Entradas para identificar ubicaciones:
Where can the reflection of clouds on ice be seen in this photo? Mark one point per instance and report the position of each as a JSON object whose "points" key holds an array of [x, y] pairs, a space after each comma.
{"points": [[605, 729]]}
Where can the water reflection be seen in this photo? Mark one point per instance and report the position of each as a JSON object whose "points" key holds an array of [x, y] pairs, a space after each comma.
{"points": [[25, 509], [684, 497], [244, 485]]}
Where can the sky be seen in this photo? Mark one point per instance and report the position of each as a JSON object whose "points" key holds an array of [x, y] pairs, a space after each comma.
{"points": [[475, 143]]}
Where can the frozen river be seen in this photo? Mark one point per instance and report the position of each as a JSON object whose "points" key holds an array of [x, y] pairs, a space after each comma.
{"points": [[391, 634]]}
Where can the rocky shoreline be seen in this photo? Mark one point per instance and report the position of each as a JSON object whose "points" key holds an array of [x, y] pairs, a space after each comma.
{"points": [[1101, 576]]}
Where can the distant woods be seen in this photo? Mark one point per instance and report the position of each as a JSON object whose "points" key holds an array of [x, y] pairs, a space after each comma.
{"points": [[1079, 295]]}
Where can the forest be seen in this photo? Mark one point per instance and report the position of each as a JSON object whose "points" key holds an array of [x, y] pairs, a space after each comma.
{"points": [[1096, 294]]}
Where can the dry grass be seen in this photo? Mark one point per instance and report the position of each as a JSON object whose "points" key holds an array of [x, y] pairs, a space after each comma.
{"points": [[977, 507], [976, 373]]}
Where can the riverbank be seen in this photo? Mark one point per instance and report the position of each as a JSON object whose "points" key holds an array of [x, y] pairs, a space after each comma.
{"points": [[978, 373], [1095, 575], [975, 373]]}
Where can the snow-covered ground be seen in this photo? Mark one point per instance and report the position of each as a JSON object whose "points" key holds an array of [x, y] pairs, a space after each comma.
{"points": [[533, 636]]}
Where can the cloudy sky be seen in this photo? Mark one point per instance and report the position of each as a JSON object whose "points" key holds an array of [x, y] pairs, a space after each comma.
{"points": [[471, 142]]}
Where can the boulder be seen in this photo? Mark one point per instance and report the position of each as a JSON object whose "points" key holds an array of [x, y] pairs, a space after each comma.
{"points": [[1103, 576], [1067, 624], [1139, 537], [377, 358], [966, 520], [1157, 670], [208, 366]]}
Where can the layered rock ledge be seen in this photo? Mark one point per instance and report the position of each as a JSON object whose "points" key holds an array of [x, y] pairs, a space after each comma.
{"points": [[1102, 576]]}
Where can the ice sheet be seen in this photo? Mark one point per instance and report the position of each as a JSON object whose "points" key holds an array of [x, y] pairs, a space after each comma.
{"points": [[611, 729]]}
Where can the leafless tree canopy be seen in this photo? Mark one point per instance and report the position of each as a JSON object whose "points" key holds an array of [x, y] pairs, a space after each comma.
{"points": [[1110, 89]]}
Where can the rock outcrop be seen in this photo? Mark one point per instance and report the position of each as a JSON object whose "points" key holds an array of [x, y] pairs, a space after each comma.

---

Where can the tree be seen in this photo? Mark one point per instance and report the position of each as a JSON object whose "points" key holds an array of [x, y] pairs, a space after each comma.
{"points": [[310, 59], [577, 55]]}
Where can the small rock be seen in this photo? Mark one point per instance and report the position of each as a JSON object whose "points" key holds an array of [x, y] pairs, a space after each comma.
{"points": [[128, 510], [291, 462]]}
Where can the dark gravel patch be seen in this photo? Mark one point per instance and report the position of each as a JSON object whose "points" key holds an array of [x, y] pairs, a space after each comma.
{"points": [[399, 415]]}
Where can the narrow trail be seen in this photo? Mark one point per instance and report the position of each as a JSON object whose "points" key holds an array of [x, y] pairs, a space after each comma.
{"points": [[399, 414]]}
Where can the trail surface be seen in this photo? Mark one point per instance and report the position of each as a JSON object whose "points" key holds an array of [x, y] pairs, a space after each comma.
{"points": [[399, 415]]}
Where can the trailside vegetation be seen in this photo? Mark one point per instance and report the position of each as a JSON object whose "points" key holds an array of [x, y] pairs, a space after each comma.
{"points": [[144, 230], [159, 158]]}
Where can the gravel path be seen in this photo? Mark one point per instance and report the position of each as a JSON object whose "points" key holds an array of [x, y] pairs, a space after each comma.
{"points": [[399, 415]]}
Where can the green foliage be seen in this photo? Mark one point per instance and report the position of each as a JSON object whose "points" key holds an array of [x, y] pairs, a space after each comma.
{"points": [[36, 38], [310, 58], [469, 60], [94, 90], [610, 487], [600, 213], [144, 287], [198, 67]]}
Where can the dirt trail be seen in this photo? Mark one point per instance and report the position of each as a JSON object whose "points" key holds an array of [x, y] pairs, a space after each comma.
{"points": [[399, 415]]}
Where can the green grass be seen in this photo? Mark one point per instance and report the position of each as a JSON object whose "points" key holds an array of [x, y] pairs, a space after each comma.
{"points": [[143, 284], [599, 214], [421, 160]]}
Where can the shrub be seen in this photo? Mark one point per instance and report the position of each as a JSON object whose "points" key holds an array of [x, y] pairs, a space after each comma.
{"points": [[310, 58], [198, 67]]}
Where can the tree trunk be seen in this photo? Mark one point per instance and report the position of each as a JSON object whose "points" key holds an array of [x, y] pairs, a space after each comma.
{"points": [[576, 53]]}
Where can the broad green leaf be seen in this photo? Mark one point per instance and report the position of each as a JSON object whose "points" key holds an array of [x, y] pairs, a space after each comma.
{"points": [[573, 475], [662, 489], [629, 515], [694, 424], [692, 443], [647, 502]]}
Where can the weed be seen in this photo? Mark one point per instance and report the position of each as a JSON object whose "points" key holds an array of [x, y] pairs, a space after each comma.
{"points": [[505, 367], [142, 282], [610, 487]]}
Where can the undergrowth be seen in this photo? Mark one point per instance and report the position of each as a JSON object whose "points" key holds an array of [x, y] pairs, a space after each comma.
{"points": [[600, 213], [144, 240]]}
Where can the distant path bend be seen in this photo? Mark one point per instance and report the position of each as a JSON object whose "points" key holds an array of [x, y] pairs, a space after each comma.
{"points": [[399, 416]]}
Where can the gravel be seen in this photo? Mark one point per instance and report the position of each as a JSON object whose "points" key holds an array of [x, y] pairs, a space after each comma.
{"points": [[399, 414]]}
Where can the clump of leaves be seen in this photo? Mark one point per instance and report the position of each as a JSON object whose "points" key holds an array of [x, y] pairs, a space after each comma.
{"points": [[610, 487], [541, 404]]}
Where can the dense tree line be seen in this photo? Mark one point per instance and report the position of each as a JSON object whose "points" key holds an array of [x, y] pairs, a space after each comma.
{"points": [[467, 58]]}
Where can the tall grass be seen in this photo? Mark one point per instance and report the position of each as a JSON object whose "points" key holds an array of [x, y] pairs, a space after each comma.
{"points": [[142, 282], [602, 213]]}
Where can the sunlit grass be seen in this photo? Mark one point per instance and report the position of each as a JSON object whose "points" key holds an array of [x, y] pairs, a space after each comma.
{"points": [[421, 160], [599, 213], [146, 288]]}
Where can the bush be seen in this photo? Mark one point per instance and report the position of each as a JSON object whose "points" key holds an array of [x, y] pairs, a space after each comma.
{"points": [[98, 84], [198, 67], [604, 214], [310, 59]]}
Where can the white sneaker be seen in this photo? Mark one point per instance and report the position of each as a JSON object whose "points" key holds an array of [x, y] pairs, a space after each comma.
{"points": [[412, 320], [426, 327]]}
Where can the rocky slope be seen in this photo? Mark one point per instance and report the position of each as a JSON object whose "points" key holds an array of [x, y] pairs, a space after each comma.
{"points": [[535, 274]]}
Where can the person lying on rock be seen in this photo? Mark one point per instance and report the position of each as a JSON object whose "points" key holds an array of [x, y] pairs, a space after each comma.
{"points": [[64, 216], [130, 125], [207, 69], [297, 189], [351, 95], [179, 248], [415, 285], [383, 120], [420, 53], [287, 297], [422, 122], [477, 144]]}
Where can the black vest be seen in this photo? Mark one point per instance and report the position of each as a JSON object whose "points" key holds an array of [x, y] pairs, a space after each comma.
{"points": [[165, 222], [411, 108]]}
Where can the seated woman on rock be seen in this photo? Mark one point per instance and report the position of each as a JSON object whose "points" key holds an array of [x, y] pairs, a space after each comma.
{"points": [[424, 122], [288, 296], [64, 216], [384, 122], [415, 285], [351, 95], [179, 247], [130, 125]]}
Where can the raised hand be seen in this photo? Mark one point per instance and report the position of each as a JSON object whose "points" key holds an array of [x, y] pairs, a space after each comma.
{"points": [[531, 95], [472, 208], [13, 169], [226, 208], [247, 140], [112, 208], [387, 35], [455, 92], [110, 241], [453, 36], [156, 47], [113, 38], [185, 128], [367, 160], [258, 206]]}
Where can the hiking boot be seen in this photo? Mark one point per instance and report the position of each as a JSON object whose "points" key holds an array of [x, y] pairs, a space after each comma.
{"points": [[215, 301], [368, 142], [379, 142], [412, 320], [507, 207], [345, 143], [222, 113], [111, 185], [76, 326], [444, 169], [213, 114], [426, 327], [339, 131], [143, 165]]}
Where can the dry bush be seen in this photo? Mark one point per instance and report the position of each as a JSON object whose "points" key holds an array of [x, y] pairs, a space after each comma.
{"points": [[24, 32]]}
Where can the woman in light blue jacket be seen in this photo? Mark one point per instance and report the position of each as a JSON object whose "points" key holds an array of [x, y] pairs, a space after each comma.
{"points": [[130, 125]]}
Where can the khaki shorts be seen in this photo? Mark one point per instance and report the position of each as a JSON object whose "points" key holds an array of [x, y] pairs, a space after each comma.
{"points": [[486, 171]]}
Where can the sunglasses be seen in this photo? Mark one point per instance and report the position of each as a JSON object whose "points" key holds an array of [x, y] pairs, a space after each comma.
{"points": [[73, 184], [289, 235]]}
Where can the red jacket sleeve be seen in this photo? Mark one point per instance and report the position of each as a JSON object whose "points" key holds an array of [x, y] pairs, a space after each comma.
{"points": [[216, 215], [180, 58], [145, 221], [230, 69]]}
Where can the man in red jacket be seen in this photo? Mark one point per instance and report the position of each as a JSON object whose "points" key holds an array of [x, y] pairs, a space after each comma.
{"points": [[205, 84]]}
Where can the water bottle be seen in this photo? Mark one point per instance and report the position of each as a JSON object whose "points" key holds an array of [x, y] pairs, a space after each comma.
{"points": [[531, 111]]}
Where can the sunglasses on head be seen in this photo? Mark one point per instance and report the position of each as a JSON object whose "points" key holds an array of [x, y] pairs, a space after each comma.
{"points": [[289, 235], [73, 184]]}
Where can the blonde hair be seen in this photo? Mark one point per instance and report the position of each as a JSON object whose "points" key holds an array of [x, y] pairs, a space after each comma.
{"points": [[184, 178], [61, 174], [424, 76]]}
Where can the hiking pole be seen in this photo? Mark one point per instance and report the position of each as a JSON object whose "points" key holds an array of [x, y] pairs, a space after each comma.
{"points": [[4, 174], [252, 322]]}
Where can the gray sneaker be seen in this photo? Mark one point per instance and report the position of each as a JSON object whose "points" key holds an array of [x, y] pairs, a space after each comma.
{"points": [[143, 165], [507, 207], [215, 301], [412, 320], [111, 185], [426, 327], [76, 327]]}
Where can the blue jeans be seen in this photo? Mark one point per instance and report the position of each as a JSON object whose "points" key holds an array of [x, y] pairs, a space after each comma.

---

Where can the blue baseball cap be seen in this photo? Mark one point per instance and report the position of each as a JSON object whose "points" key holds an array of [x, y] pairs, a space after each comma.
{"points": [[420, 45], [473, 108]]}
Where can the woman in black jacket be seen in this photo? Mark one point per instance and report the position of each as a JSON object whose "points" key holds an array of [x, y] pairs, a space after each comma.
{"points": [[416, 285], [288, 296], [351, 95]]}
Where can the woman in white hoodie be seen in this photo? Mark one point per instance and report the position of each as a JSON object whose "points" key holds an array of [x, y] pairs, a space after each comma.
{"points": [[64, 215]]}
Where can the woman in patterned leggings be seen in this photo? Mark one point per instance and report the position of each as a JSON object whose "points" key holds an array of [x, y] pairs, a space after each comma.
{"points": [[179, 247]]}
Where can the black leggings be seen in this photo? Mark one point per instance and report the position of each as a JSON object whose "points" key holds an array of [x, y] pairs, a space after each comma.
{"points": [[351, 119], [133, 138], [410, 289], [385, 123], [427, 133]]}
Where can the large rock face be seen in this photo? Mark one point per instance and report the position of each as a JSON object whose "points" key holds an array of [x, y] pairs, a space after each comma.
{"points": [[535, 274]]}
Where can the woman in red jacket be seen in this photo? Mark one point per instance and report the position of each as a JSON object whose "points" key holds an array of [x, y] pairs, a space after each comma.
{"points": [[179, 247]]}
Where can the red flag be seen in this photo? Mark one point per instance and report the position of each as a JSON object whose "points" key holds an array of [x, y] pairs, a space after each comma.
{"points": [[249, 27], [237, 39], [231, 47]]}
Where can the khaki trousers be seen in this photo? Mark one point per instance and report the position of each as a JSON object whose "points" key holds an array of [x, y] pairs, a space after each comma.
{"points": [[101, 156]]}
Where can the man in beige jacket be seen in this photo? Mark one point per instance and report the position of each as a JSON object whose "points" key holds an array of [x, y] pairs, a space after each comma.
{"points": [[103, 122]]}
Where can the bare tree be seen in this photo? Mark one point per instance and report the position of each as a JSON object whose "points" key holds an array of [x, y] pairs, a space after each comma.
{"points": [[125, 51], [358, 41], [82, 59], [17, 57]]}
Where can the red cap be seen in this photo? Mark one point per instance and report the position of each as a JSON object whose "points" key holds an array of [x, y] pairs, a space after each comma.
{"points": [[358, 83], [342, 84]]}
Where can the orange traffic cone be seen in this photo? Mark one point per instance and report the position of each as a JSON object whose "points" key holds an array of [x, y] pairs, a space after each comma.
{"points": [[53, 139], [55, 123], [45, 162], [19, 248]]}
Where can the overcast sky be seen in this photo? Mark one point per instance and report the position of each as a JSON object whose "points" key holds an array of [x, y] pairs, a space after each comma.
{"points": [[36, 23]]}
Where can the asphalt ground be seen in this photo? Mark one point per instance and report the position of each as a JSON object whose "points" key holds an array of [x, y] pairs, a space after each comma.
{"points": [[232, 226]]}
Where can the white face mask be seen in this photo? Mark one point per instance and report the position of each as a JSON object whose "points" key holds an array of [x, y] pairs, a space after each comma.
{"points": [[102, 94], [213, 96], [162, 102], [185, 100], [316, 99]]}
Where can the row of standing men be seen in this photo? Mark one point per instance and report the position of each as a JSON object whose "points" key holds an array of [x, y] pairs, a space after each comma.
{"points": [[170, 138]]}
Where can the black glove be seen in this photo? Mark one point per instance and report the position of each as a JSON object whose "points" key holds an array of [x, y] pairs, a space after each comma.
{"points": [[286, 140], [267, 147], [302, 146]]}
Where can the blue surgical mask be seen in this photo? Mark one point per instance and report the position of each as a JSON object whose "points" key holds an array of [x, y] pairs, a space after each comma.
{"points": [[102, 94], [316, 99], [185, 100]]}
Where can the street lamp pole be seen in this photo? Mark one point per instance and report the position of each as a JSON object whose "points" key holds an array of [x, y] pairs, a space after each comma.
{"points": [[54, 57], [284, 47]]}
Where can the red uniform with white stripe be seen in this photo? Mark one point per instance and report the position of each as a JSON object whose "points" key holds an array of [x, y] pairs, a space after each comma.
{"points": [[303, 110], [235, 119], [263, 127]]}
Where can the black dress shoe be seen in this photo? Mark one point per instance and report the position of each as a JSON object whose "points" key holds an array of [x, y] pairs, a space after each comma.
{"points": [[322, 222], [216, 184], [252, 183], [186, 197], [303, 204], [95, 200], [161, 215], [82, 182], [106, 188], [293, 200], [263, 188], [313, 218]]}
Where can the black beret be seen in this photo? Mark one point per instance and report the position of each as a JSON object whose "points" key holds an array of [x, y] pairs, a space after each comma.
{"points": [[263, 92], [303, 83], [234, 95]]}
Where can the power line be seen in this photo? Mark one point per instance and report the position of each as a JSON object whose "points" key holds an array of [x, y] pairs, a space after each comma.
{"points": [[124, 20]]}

**OBJETIVO DE LA TAREA:** Vuelve a escribir sin ningún cambio las líneas que van desde la que contiene "Where can the gray" hasta la que contiene "Where can the blue jeans", ambas incluidas.

**RESPUESTA:**
Where can the gray sneaker be seen in this photo? Mark one point per instance and report the position of each as a JSON object whose "points" key holds an array of [x, y] pairs, a space after each comma.
{"points": [[143, 165], [507, 207], [215, 301], [412, 320], [111, 185], [426, 327], [76, 327]]}
Where can the blue jeans be seen in this photo? Mark one point per instance and report the position of each as a JSON object whose "points" key holds an array of [x, y] pairs, a space after each comma.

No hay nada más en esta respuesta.